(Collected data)
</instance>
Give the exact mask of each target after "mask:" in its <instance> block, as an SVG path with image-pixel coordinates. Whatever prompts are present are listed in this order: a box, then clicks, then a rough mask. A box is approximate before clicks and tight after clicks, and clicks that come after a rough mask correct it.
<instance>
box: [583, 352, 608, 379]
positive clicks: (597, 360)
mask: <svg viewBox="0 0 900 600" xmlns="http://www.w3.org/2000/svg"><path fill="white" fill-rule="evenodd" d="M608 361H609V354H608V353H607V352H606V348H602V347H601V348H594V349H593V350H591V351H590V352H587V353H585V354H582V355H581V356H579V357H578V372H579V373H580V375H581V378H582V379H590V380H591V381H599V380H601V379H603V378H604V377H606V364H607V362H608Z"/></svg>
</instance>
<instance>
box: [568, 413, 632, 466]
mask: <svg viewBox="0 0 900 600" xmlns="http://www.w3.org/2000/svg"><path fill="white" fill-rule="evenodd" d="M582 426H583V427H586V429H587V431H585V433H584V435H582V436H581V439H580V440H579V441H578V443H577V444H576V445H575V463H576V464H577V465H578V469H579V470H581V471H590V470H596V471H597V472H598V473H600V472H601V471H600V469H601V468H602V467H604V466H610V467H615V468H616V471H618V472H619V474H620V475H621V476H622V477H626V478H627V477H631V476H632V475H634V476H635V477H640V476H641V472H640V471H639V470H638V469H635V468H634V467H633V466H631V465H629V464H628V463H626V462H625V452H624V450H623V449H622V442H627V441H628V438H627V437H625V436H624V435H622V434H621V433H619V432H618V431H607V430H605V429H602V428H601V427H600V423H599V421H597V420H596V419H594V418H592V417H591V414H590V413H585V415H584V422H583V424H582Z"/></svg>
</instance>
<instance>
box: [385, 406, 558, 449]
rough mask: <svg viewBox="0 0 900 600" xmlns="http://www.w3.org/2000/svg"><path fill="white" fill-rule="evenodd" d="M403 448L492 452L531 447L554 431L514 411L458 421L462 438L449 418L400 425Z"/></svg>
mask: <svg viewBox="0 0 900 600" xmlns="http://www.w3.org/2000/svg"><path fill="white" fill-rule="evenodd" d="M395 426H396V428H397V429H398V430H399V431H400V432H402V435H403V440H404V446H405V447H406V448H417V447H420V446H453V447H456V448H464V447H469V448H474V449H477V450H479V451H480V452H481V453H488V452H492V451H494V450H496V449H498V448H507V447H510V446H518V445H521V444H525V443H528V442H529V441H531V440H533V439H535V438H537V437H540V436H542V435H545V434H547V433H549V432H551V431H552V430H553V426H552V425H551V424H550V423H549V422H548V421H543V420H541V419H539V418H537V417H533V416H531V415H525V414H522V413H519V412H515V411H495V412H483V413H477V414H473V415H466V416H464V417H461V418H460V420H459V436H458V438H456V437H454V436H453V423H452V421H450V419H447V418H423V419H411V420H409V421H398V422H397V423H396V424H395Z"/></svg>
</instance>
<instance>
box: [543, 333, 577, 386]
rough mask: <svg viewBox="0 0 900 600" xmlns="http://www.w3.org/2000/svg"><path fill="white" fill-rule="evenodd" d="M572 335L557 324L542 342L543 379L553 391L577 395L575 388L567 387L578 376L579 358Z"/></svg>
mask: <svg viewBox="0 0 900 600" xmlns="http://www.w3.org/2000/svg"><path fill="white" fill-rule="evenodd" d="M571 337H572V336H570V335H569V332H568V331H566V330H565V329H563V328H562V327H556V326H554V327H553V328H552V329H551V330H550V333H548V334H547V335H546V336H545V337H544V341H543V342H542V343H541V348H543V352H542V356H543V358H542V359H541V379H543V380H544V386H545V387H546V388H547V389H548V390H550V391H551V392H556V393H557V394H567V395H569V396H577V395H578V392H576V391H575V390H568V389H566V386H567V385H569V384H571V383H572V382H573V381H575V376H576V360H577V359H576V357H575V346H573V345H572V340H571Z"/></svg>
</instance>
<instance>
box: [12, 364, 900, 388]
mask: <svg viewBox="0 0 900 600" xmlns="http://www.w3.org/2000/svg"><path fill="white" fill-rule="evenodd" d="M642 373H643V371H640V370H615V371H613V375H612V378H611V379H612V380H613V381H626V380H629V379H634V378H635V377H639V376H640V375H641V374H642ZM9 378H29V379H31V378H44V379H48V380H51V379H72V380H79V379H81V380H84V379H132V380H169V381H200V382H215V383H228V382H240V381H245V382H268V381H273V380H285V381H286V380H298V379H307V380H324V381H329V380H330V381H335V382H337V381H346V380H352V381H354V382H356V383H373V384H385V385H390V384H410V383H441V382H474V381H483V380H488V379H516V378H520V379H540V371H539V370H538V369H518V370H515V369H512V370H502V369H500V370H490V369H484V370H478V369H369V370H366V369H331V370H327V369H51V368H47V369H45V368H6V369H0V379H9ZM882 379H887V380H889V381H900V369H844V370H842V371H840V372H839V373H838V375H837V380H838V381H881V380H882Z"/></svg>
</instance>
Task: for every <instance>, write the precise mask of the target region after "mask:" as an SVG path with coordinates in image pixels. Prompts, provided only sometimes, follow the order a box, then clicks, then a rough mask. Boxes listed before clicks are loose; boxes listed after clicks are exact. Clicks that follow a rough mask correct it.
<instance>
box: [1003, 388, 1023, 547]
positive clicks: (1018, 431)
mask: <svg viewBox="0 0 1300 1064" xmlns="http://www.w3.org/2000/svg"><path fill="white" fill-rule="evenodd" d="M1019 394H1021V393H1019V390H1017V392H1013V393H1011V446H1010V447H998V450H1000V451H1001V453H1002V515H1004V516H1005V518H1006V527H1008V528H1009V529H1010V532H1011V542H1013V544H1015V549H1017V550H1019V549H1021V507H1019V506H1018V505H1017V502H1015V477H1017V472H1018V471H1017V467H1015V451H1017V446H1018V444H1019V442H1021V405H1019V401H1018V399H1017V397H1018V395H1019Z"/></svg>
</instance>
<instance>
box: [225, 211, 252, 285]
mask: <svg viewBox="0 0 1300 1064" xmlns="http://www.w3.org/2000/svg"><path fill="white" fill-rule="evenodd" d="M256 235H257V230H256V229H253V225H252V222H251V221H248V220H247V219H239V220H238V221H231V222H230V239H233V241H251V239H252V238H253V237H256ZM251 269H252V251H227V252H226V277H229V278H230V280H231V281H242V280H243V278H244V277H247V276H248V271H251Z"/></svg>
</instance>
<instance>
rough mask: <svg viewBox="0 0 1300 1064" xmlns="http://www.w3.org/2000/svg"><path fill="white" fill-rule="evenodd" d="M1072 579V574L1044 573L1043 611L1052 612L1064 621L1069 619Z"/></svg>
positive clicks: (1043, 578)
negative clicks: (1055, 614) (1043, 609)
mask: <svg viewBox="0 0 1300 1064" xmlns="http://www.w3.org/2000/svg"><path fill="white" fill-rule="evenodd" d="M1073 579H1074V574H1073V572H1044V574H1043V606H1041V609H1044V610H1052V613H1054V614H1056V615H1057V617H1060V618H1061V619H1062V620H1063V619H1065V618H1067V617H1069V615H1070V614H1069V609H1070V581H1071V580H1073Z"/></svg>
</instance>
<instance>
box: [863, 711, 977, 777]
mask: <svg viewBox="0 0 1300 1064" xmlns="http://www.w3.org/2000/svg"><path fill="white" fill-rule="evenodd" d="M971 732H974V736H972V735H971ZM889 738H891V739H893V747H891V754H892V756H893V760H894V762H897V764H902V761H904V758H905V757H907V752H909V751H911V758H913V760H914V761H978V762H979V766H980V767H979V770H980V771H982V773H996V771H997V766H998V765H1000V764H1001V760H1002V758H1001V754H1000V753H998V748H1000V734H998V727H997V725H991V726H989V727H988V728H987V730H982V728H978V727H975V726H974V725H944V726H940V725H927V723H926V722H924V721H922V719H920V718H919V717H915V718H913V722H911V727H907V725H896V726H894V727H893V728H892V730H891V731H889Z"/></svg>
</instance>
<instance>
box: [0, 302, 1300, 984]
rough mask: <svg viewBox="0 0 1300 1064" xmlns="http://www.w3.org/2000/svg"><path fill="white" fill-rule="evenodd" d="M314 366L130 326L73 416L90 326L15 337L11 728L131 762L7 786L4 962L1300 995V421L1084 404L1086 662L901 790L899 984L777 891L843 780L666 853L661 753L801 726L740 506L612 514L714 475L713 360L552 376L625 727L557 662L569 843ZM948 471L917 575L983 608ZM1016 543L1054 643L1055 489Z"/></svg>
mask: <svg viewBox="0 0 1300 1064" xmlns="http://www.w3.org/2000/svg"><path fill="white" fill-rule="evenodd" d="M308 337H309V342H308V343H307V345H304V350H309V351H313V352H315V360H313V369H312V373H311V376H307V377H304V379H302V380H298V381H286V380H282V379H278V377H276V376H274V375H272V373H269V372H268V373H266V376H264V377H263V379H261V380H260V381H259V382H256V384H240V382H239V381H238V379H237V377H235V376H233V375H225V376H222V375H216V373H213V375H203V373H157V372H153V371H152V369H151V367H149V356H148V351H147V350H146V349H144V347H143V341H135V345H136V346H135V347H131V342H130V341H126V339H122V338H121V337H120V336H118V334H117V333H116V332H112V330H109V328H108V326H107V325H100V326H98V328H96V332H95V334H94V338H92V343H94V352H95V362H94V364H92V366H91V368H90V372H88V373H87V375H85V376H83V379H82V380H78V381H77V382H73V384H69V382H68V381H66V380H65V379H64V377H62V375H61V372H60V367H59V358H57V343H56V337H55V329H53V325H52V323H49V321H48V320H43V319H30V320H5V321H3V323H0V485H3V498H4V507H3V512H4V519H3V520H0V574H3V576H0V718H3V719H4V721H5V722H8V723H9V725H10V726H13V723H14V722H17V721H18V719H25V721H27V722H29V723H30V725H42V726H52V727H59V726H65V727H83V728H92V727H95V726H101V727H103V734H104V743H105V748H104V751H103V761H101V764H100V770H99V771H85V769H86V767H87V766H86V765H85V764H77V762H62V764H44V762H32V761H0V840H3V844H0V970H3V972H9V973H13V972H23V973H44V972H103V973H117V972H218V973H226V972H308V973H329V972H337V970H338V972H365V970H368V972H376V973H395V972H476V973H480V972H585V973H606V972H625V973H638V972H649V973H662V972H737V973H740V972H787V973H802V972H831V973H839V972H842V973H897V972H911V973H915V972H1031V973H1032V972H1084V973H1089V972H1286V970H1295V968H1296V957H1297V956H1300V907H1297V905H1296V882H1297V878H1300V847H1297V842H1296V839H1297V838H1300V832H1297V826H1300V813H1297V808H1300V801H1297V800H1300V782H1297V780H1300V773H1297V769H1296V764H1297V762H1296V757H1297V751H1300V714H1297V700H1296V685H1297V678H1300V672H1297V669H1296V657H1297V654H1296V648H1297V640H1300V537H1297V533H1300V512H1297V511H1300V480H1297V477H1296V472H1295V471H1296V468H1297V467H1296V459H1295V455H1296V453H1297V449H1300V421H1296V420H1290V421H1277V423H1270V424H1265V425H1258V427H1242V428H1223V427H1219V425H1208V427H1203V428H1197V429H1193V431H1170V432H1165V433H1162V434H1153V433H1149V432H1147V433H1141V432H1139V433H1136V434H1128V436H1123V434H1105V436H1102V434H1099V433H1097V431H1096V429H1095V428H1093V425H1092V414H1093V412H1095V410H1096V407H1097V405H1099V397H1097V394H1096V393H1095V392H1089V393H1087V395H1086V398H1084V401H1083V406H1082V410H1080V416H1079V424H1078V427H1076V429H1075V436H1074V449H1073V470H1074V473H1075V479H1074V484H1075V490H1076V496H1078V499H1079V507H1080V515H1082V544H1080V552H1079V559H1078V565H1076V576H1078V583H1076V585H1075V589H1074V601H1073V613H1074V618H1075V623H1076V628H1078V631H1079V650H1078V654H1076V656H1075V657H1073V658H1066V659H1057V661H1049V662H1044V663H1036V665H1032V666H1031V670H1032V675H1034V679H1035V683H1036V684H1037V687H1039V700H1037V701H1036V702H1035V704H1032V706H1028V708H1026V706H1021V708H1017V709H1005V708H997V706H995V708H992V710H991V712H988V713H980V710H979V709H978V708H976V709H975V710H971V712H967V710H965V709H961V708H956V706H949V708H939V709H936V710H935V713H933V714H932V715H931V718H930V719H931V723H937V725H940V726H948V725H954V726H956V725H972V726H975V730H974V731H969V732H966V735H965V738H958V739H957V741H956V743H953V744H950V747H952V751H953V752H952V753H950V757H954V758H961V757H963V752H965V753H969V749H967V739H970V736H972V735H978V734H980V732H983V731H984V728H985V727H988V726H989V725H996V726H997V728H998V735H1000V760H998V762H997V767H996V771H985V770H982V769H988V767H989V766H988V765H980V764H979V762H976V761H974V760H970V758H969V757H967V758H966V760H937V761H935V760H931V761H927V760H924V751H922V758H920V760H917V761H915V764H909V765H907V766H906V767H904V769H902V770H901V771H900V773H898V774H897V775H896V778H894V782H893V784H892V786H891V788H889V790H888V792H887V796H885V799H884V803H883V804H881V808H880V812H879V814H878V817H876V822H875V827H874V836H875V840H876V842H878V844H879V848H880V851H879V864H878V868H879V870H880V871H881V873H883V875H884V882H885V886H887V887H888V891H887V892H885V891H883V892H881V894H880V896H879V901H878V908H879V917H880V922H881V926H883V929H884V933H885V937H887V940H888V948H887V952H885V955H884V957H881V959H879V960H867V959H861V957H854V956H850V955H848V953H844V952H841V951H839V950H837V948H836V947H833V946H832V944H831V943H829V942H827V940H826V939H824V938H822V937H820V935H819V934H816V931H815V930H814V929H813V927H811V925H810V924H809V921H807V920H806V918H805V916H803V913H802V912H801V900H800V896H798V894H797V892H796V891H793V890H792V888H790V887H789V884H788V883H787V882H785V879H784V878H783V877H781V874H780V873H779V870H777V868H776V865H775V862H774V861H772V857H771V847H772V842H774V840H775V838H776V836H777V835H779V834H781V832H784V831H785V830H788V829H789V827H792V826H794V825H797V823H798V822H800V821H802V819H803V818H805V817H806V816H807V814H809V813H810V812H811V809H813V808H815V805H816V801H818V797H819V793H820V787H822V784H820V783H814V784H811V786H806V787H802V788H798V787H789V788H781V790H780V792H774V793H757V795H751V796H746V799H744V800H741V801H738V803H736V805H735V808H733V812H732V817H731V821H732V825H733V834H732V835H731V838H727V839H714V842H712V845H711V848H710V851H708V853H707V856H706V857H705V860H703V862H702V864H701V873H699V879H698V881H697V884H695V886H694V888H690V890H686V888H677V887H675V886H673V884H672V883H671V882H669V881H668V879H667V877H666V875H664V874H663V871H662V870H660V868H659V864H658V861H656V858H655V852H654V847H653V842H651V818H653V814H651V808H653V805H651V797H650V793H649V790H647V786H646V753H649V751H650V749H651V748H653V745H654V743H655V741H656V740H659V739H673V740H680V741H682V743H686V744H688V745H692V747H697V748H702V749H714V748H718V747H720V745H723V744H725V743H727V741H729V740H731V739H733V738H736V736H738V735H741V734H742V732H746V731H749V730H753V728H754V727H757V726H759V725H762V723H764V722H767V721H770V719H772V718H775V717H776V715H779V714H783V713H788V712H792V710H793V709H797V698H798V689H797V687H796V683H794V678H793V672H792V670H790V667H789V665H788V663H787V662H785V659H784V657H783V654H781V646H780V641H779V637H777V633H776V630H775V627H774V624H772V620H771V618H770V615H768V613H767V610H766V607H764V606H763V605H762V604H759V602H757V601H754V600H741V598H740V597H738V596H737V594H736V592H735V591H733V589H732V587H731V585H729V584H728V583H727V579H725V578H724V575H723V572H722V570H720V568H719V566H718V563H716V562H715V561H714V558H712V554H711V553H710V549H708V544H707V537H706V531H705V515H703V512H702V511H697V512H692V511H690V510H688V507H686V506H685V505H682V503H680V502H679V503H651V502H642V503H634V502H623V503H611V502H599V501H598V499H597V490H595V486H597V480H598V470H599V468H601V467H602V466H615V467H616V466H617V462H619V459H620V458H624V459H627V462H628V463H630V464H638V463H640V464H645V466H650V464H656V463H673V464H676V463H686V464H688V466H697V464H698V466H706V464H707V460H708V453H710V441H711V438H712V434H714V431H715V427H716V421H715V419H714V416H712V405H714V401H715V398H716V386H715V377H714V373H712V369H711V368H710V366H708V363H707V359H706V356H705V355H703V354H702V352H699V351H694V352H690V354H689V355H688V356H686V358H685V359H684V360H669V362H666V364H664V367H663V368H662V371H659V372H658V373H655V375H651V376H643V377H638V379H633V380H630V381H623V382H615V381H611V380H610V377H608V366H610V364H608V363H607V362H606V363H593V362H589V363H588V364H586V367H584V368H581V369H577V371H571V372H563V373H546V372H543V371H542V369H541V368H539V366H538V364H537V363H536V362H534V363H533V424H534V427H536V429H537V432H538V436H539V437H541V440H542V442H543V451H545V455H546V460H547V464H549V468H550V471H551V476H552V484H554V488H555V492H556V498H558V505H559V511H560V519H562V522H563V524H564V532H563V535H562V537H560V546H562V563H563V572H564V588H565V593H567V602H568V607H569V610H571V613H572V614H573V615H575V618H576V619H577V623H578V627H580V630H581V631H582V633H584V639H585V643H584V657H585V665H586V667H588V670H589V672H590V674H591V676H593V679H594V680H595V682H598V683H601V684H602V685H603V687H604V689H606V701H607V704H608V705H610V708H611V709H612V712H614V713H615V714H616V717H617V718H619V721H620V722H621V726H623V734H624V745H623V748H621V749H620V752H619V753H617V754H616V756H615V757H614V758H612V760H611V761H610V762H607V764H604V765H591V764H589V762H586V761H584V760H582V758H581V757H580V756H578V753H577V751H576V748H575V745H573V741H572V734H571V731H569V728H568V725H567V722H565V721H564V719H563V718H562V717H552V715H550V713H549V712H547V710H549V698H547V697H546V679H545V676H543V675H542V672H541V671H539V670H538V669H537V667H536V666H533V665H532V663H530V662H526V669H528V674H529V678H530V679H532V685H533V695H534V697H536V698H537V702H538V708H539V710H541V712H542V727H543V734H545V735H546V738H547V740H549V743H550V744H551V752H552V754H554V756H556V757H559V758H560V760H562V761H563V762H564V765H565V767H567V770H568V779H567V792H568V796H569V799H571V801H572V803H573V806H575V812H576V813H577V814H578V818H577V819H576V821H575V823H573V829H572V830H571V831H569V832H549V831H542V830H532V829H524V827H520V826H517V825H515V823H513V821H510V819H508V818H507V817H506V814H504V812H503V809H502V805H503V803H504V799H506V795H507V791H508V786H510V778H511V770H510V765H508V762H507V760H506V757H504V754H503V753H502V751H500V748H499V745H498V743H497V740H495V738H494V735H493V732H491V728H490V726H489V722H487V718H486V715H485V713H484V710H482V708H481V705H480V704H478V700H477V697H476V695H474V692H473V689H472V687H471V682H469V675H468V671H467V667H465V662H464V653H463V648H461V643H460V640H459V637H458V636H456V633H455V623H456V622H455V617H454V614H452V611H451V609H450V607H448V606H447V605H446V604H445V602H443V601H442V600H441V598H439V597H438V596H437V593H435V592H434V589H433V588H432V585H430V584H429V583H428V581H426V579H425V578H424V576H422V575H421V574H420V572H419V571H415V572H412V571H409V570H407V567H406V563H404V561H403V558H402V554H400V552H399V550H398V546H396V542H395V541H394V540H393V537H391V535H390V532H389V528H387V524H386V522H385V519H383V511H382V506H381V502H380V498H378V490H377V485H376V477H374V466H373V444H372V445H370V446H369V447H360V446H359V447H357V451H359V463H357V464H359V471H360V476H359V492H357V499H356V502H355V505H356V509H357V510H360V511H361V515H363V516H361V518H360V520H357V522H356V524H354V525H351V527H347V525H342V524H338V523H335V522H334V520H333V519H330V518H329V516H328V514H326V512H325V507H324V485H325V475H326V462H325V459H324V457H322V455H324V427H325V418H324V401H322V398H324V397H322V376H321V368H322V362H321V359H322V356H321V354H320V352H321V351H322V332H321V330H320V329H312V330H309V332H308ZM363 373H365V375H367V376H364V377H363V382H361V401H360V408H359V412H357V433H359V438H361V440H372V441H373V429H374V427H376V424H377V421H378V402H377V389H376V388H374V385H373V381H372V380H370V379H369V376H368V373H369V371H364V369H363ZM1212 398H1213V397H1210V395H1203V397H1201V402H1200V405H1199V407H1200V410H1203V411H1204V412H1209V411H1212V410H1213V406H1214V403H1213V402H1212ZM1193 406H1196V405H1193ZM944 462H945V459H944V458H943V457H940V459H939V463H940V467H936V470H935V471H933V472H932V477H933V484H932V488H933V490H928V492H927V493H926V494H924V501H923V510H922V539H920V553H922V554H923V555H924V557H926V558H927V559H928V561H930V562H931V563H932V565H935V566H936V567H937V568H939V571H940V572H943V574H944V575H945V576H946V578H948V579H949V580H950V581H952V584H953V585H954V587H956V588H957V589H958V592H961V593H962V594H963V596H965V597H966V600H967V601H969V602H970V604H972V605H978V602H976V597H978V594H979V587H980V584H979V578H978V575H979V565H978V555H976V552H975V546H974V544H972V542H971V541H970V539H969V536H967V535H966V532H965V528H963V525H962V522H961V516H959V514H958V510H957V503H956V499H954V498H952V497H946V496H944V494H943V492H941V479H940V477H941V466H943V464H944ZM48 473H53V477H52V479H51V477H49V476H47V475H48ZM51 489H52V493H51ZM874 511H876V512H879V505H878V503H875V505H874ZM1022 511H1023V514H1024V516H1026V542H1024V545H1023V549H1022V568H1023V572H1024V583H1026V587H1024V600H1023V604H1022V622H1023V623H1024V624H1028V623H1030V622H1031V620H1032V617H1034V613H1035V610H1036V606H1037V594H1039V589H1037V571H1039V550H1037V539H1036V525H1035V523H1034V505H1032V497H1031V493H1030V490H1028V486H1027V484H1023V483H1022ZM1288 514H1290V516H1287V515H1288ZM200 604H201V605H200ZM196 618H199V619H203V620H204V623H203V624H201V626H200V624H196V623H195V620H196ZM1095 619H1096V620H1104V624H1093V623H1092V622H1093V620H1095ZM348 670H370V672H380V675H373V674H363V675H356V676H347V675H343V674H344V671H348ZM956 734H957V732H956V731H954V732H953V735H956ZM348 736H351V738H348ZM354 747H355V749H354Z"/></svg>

▸ **Task**
Reproduce the listing above word for word, beginning at its first line and ending after the line that contains "positive clicks: (597, 360)".

▸ **Result of this task**
</instance>
Give the exact mask of each target after "mask:" in its <instance> block, as an SVG path with image-pixel coordinates. Whatever prompts are present are listed in this order: a box, then clicks, then a rough mask. A box is approximate before clicks and tight after clicks, and clicks that come after a rough mask correct it.
<instance>
box: [583, 352, 608, 379]
positive clicks: (597, 360)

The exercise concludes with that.